Exercices proposés:
**1.** Traduisez en anglais cette phrase de l’extrait sur les délais de grâce : « L’octroi au débiteur d’un délai de grâce n’est pas automatique. »
**2.** Donnez la suite de l’extrait sur les délais de grâce, à partir de sa dernière phrase.

Extrait du document:
Il en va ainsi pour plusieurs sortes de dettes dont notamment :

  • Les dettes d’aliments (art. 1343-5, al. 6 C. com.)
  • En matière d’effets de commerce (art. L. 511-81 et L. 512-3 C. com.)
  • Les créances de salaires (Cass. soc. 18 nov. 1992)
  • Les cotisations sociales (Cass. soc. 16 avr. 1992)
  • La prestation compensatoire (Cass. 2e civ. 10 avr. 2014)

IV) Textes

?Droit commun

Le droit commun des délais de grâce a pour siège de corpus de règles qu’il convient de distinguer :

  • L’article 1343-5 du Code civil pour les conditions et les modalités d’octroi d’un délai de grâce
  • Les articles 510 à 513 du Code de procédure civile pour la procédure d’octroi d’un délai de grâce

?Textes spéciaux

Plusieurs textes spéciaux ont été édictés par le législateur en vue de conférer au juge la faculté d’octroyer au débiteur des délais de grâces dans des circonstances particulières

Tel est le cas par exemple en matière :

  • De vente d’immeuble (art. 1655 C. civ.)
  • De prêt immobilier (art. L. 314-20 C. conso)
  • D’occupation de lieux habités ou de locaux à usage professionnel (art. L. 412-3 C. constr.)

V) Conditions d’octroi du délai de grâce

L’octroi au débiteur d’un délai de grâce n’est pas automatique.

C’est au juge qu’il revient d’apprécier l’opportunité de consentir ou de refuser au débiteur une telle faveur eu égard

Pour ce faire, il doit satisfaire un certain nombre de conditions posées par la loi :

  • Une dette monétaire
    • Pour être éligible à l’octroi d’un délai de grâce, la dette dont fait état le débiteur doit être de nature monétaire.
    • L’article 1343-5 du Code vise « le paiement des sommes dues »
    • Ainsi, ne peut-il s’agit d’une obligation de faire ou de ne pas faire.
  • La situation du débiteur
    • Pour solliciter le bénéfice d’un délai de grâce, le débiteur doit justifier
      • D’une part, d’une situation obérée, soit qu’il rencontre des difficultés qui objectivement ne lui permettent pas de satisfaire à son obligation de paiement
      • D’autre part, que les difficultés rencontrées résultent de circonstances indépendantes de sa volonté
      • Enfin, qu’il est de bonne foi, ce qui signifie qu’il a mis en œuvre tous les moyens dont ils disposent pour remplir son obligation.

Données fournies:
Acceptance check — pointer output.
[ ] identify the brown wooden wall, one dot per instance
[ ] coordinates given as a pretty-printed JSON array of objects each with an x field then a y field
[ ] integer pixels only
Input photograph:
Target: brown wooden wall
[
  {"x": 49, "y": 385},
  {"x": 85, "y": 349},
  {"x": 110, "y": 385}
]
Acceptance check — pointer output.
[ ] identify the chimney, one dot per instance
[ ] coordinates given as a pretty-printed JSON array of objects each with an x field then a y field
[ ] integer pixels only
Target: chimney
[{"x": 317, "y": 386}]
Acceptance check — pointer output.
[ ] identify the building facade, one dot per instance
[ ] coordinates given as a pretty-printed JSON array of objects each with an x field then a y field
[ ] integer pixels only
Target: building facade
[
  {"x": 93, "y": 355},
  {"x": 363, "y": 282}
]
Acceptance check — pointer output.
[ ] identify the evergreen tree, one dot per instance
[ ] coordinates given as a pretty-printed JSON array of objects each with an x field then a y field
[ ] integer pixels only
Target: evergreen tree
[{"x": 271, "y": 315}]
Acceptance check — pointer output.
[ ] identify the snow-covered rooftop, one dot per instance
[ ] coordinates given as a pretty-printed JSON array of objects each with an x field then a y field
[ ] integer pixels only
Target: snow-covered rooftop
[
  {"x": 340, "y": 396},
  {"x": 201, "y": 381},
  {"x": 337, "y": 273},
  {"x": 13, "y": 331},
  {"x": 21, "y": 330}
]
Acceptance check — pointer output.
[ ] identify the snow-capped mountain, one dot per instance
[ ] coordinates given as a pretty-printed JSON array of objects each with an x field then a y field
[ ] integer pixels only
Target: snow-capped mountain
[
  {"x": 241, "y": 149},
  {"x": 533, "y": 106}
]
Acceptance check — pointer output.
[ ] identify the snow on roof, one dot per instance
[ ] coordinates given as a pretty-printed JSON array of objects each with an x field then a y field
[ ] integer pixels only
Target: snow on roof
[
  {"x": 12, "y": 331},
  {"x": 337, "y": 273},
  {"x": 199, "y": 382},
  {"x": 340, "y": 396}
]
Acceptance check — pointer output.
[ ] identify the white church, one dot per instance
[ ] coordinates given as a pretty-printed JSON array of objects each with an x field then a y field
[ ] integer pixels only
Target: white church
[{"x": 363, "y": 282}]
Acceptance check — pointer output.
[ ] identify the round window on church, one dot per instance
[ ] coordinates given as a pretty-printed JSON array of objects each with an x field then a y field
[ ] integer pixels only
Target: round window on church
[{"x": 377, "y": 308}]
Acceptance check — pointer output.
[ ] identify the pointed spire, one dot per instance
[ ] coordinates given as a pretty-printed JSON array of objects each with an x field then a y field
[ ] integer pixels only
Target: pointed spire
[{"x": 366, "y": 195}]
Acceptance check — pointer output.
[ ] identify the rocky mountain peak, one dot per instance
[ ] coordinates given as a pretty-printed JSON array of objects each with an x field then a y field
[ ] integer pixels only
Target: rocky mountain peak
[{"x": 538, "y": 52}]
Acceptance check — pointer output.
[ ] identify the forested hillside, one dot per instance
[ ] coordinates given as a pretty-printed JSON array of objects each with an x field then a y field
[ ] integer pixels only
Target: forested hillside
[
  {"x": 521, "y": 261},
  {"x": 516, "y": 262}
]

Résultats des exercices:
**1.** Granting a grace period to the debtor is not automatic.

**2.**
  • Les besoins du créancier
    • La question qui se posera ici au juge est de savoir si, en octroyant un délai de grâce au débiteur, cette faveur est susceptible de compromettre la situation financière du créancier.
    • Aussi, les besoins du créancier détermineront la mesure dans laquelle le juge suspendra ou échelonnera le paiement de la dette
    • Si les besoins du créancier sont importants, celui-ci étant lui-même obligé vis-à-vis d’autres créanciers, le juge sera moins facilement enclin à octroyer à son débiteur des délais de paiement.
    • Il en ira tout autrement dans le cas contraire.

VI) Modalités d’octroi du délai de grâce

L’octroi d’un délai de grâce au débiteur par le juge peut s’opérer selon des modalités, les unes principales, les autres accessoires

?Les modalités principales

  • Le report de l’échéance
    • En application de l’article 1343-5 du Code civil, le juge peut suspendre le paiement de la dette pendant un délai maximum de deux ans
    • Cette mesure n’a toutefois pas pour effet de suspendre l’exigibilité de la dette.
    • Elle fait seulement obstacle à l’engagement de poursuites judiciaires par le créancier.
  • L’échelonnement de la dette
    • Le juge peut, s’il l’estime nécessaire, plutôt que de suspendre le paiement de la dette, seulement l’échelonner, là encore dans la limite de deux années.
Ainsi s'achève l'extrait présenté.